» Problem
How many lines in the entries below contain the string "lamp"? Reply with the number alone.

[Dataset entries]
======

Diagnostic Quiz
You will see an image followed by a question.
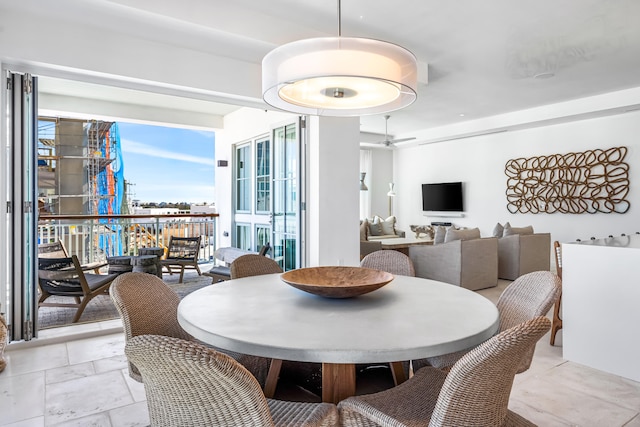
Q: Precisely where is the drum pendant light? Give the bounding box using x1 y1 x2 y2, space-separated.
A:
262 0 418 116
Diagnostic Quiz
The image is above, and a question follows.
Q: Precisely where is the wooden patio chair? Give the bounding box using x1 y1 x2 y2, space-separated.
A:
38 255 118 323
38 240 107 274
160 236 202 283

======

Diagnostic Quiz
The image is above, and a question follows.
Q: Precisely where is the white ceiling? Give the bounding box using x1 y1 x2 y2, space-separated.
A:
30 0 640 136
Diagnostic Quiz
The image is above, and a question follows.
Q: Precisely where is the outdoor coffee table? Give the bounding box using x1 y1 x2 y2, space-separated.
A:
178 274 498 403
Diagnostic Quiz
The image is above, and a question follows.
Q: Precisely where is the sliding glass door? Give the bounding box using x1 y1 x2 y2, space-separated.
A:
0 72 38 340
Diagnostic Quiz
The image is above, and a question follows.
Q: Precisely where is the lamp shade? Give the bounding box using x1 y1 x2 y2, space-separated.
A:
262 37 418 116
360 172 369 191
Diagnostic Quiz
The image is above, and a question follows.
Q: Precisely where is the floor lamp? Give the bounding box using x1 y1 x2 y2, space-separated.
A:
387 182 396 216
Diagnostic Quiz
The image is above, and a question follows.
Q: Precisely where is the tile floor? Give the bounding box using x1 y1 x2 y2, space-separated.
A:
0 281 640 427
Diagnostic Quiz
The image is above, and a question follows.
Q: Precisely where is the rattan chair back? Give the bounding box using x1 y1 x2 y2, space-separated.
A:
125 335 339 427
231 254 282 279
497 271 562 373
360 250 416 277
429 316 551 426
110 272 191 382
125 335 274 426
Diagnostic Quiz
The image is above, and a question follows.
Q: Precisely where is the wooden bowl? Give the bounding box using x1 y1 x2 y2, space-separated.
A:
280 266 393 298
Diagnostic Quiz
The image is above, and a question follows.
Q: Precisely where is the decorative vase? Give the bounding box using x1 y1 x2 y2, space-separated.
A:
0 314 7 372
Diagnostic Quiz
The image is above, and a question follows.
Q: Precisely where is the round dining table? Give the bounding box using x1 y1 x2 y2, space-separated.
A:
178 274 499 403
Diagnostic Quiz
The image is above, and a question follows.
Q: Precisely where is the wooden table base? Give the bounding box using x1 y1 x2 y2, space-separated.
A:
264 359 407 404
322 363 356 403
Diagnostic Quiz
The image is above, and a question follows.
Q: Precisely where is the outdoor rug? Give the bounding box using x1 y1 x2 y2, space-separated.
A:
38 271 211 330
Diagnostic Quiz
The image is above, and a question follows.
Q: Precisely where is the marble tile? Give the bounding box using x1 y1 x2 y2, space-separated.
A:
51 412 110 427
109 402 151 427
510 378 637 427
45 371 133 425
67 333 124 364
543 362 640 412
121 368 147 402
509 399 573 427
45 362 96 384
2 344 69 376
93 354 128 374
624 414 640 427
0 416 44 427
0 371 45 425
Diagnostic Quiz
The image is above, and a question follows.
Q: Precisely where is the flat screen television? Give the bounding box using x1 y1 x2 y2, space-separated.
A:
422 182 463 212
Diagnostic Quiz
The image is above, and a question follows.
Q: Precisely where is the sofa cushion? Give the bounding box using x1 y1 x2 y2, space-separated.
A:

======

» Finished task
2